**** RECORD EXCERPTS

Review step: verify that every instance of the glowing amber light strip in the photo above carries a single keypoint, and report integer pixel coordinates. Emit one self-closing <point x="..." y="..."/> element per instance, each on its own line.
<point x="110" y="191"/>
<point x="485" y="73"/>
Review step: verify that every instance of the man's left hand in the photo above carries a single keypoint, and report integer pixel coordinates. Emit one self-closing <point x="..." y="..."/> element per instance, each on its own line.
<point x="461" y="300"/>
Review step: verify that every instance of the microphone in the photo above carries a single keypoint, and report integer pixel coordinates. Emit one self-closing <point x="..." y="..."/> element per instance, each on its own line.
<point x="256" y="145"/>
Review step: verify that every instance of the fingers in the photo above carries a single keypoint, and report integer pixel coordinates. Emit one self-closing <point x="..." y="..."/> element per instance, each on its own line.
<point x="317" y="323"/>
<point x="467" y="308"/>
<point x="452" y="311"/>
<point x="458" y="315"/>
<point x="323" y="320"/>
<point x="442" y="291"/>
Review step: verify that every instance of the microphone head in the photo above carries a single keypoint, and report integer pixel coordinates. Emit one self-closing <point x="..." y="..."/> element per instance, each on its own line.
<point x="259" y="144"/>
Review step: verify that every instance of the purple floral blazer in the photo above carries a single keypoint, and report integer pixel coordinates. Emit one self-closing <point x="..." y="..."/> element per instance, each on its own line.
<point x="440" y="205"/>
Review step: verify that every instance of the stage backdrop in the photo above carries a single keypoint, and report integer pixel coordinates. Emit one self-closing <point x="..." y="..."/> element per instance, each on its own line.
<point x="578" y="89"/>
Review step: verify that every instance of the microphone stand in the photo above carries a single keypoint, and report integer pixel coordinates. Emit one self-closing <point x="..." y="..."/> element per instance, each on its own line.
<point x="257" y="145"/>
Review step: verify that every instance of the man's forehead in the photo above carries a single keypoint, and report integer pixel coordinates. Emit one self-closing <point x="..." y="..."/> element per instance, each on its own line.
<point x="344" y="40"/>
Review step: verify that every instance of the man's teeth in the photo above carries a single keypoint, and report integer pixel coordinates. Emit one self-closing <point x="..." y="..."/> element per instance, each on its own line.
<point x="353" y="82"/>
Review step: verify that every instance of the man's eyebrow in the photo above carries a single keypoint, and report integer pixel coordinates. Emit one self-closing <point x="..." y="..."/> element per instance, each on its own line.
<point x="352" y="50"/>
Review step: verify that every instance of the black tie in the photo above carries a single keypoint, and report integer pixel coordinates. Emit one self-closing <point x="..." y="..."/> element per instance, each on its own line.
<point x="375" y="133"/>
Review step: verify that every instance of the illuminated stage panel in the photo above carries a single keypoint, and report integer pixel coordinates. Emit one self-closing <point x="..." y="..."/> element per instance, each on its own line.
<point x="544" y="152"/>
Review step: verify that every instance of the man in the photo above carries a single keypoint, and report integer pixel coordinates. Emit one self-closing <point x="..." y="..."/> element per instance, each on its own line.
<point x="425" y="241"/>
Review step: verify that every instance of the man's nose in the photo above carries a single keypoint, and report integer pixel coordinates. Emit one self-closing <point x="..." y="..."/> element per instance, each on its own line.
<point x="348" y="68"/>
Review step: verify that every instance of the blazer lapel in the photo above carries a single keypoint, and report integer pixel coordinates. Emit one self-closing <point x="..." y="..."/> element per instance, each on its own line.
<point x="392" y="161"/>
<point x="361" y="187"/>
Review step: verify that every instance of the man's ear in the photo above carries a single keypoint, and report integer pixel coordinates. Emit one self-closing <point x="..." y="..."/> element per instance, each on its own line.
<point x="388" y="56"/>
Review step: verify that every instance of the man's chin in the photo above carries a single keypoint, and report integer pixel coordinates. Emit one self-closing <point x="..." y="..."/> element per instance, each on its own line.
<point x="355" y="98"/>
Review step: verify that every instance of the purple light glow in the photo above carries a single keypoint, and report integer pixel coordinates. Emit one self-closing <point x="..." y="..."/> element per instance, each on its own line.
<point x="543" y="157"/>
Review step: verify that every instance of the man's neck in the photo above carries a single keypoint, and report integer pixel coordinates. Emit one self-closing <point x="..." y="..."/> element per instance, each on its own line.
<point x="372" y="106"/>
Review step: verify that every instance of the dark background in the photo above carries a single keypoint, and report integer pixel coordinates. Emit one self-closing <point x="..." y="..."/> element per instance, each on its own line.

********

_WHAT TO PRODUCE_. Produce a word-for-word copy of all the entries above.

_EXERCISE RESULT_.
Review step: verify that every instance of the glowing amber light strip in the photo above carries a single keypoint, and report integer pixel coordinates. Emit one self-closing <point x="..." y="..."/> element per instance, each on its own line.
<point x="110" y="191"/>
<point x="485" y="73"/>
Review step: verify that every instance of the man's left hand in the photo above carries a single keypoint, and report integer pixel coordinates. Emit one self-closing <point x="..." y="..."/> element per instance, each on its own line.
<point x="461" y="300"/>
Review step: verify that every instance of the microphone in the photo above carries a single keypoint, and report integer pixel coordinates. Emit one self-closing <point x="..." y="..."/> element per instance, each on its own line.
<point x="256" y="145"/>
Review step: verify that every instance of the fingers in the photo above carries a single keypoint, and report integer pixel coordinates. Emit one self-closing <point x="..." y="..."/> element per instance, each on its own line.
<point x="317" y="323"/>
<point x="467" y="308"/>
<point x="452" y="311"/>
<point x="458" y="315"/>
<point x="323" y="320"/>
<point x="442" y="291"/>
Review step: verify that every instance of the microphone head in the photo above carries a single keypoint, and report integer pixel coordinates. Emit one self-closing <point x="..." y="..."/> element per instance, each on its own line.
<point x="259" y="144"/>
Review step: verify that every instance of the purple floral blazer in the photo above carries a single keypoint, and report integer pixel coordinates. Emit one self-closing <point x="..." y="..."/> element per instance, each on its own line.
<point x="440" y="205"/>
Review step: verify that every instance of the stage backdrop in the photo above carries a single keypoint, and report integer pixel coordinates. Emit one self-closing <point x="..." y="..."/> element per instance, each on its own line.
<point x="578" y="89"/>
Review step: verify that every instance of the microphone stand in the photo above carries a single keypoint, and report integer pixel coordinates. Emit one self-closing <point x="..." y="..."/> element per instance, each on its own line.
<point x="257" y="145"/>
Review step: verify that every instance of the man's forehead in the photo above carries a single keypoint, and report integer pixel coordinates. Emit one self-closing <point x="..." y="..."/> element per instance, each on its own line.
<point x="344" y="40"/>
Review step: verify that every instance of the man's teeth in the photo above carries a single keypoint, and report integer pixel coordinates. Emit one self-closing <point x="..." y="..."/> element per instance, each on its own line.
<point x="353" y="82"/>
Review step: verify that every instance of the man's eyebrow in the photo above carries a single keypoint, and report integer pixel coordinates. Emit one self-closing <point x="..." y="..."/> element per instance, each on its own line.
<point x="352" y="50"/>
Review step: verify that every instance of the black tie in the photo above carries a single keypoint, and report integer pixel coordinates. Emit one self-closing <point x="..." y="..."/> element per instance, each on its own line.
<point x="375" y="133"/>
Review step: verify that every instance of the illuminated stage panel in the photo above carries a single keypoint, and report integer pixel coordinates. Emit one self-closing <point x="..." y="..."/> element per instance, each on its own line.
<point x="544" y="152"/>
Review step: verify that every instance of the man in the photo above carries a single keypoint, and report integer pixel coordinates. Emit one self-closing <point x="..." y="..."/> element per instance, each on its own line.
<point x="425" y="241"/>
Review step: verify that every instance of the man's nose in the photo above carries a single keypoint, and report integer pixel coordinates. Emit one self-closing <point x="..." y="..."/> element per instance, each on its own line.
<point x="348" y="68"/>
Review step: verify that every instance of the blazer lapel in the photo above carries a single keypoint, and report integer pixel coordinates. Emit one self-closing <point x="..." y="..."/> element per instance, each on its own line.
<point x="392" y="161"/>
<point x="361" y="187"/>
Review step: verify that every instance of the man's ear in the photo above carries a single keypoint, and report integer pixel coordinates. Emit one self-closing <point x="..." y="..."/> element per instance, each on its own line.
<point x="388" y="56"/>
Review step: verify that every instance of the man's chin in the photo above carries a single keypoint, and report integer pixel coordinates. Emit one self-closing <point x="..." y="..."/> element per instance, each on its own line.
<point x="355" y="98"/>
Review step: verify that every instance of the purple light glow in the photo above carries a single keypoint, and report integer pixel coordinates. Emit one self-closing <point x="..." y="..."/> element per instance, each on its own line.
<point x="543" y="157"/>
Review step: verify that every instance of the man's neck in the photo above carries a single keypoint, and report integer pixel coordinates. Emit one self-closing <point x="..." y="..."/> element per instance, each on its own line.
<point x="372" y="106"/>
Review step: verify that every instance of the dark background in the photo above carries a single keypoint, and report integer pixel coordinates. Emit one self-closing <point x="..." y="..."/> element per instance, each on its own line.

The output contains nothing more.